• Provided data:

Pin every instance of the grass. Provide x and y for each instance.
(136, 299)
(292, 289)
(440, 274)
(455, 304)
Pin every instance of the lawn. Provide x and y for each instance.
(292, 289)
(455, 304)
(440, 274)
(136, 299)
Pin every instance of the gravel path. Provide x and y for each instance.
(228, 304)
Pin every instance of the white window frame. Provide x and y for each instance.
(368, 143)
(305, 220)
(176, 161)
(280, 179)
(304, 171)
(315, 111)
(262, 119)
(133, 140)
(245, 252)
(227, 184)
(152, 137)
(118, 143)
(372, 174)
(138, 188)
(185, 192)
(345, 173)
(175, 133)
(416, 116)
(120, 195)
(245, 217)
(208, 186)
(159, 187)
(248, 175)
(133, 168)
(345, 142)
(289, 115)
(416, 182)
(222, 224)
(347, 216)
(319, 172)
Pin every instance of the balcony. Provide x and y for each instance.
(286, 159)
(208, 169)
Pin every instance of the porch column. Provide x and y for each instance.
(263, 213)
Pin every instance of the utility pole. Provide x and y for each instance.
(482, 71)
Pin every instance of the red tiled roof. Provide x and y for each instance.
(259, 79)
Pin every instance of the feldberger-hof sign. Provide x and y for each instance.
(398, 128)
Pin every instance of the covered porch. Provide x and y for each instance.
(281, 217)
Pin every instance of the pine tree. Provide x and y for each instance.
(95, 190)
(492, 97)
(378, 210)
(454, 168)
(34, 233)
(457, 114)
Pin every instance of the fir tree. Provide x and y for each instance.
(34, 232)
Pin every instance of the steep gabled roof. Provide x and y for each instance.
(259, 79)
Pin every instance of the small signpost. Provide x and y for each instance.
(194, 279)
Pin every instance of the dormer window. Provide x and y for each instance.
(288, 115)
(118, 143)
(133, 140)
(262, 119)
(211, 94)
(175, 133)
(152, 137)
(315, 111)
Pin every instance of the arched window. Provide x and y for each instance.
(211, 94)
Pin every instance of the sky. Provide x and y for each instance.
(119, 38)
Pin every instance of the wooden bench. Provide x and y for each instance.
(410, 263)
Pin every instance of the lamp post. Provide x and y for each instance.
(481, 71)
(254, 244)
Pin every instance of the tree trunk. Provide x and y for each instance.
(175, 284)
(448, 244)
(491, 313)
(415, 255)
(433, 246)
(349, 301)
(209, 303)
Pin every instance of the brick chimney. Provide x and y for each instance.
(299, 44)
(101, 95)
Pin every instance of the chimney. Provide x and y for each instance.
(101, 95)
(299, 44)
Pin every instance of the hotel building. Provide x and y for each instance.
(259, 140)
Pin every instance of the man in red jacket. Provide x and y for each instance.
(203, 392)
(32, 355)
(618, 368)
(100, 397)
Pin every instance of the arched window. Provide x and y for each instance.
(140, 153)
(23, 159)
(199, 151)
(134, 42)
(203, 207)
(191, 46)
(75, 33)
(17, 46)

• Exercise:
Copy the lines from the one containing "Pin every instance of the balcony." through the end of the items, both included, reproducing them without any change.

• Output for this exercise:
Pin every instance of the balcony. Provide x and y for each instance.
(286, 159)
(208, 169)
Pin every instance of the porch column. Provide x and y for each instance.
(263, 213)
Pin every instance of the utility pole. Provide x and y for each instance.
(482, 71)
Pin every instance of the red tiled roof. Provide x and y for each instance.
(259, 79)
Pin every instance of the feldberger-hof sign. Provide x and y for each instance.
(398, 128)
Pin every instance of the covered porch. Provide x and y for each instance.
(281, 217)
Pin every instance of the pine tree. Provide x and y for each instance.
(95, 190)
(492, 97)
(378, 210)
(454, 168)
(34, 233)
(457, 114)
Pin every instance of the fir tree. Provide x and y for each instance.
(34, 232)
Pin every instance of the steep gabled roof. Provide x and y for each instance.
(259, 79)
Pin every instance of the small signpost. Provide x and y for each instance.
(194, 279)
Pin every instance of the dormer window. Provide x and y for each instance.
(288, 115)
(118, 143)
(133, 140)
(262, 119)
(211, 94)
(175, 133)
(152, 137)
(315, 111)
Pin every instance of the arched window. Provide x and y for each instance.
(211, 94)
Pin every instance of the sky. Provide x and y for each instance.
(119, 38)
Pin every instance of the wooden bench. Provide x and y for each instance.
(410, 263)
Pin every instance of the lamp post. Provide x and y for each instance.
(481, 71)
(254, 244)
Pin every instance of the tree trunk. Provide x and y for each instance.
(175, 284)
(448, 244)
(491, 313)
(415, 255)
(433, 246)
(349, 301)
(209, 303)
Pin every instance of the brick chimney. Provide x and y for each instance.
(299, 44)
(101, 95)
Pin every instance of the chimney. Provide x and y for each instance.
(101, 95)
(299, 44)
Pin every instance of the hotel building. Provide x and y for each instance.
(259, 140)
Pin every instance of the man in red jacket. Provide x and y for each instance.
(203, 392)
(32, 355)
(618, 368)
(100, 397)
Pin every instance of the arched window. Provide x and y for each instance.
(140, 153)
(23, 159)
(199, 151)
(134, 42)
(203, 207)
(191, 46)
(75, 33)
(17, 46)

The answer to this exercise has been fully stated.